Required actions »
A. From the commercial real estate passage, extract the text between "Fast forward to" and "inflation at home.", inclusive.
B. List every currency the commercial real estate passage names.

Selected excerpt »
########################################
Remember back in the halcyon years of 2007 and early 2008 when commercial real estate prices were high and yields were low? Real estate investors large and small were having a hard time finding investments that offered sufficient yield. A common phrase was,“There’s just too much money chasing deals.”

Fast forward to today, just six years later. If you thought there was too much money chasing deals in 2008, well now there is even more money chasing the same deals. Our central bank has “printed” several trillion new dollars since then. China has to print a lot as well to keep their currency low to give their manufacturers the unfair advantage they have enjoyed for years. Japan has decided to print a lot of money. Their new leader Abe has basically said he will print unlimited yen to keep the Japanese currency cheap and create inflation at home.

Commercial real estate prices in America have rebounded dramatically in the past two years. But does this mean the buildings are overpriced, or does it mean that the value of money is just declining? When governments freely print trillions of dollars all over the globe, it makes sense that the worth of individual dollars, yen, yuan or euros goes down. Whenever there is a glut of anything, its value declines.
########################################
Given information »
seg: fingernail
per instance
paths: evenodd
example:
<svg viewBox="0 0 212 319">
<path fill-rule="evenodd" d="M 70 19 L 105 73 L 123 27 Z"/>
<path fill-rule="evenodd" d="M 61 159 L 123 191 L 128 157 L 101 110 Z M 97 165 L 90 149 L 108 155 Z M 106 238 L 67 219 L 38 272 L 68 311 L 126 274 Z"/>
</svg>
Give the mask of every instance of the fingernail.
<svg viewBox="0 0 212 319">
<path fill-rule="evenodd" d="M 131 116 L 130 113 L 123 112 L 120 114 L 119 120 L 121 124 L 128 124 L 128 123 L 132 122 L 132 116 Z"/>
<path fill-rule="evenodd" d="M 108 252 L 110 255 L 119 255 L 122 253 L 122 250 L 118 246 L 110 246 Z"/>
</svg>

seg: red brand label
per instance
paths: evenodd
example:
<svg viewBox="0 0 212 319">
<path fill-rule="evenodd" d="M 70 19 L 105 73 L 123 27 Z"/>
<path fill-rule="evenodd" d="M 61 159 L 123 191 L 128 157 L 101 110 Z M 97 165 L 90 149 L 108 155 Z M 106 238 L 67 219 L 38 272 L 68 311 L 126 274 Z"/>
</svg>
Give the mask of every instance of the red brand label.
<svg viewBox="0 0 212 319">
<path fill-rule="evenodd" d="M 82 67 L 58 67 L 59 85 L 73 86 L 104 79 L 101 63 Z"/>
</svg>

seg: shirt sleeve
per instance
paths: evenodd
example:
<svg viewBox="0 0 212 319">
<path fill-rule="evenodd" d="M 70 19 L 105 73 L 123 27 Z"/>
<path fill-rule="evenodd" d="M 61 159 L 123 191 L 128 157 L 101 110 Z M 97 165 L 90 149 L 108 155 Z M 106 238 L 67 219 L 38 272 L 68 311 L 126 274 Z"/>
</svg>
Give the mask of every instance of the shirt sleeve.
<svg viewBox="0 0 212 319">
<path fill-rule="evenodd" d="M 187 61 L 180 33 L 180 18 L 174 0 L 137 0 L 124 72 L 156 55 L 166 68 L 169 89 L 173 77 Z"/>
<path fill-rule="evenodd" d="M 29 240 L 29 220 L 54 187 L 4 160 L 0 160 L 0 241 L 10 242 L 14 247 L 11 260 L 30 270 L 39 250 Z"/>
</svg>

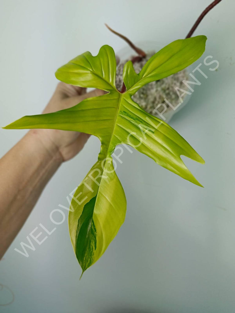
########################################
Task results »
A.
Fast forward to today, just six years later. If you thought there was too much money chasing deals in 2008, well now there is even more money chasing the same deals. Our central bank has “printed” several trillion new dollars since then. China has to print a lot as well to keep their currency low to give their manufacturers the unfair advantage they have enjoyed for years. Japan has decided to print a lot of money. Their new leader Abe has basically said he will print unlimited yen to keep the Japanese currency cheap and create inflation at home.

B.
- dollars
- yen
- yuan
- euros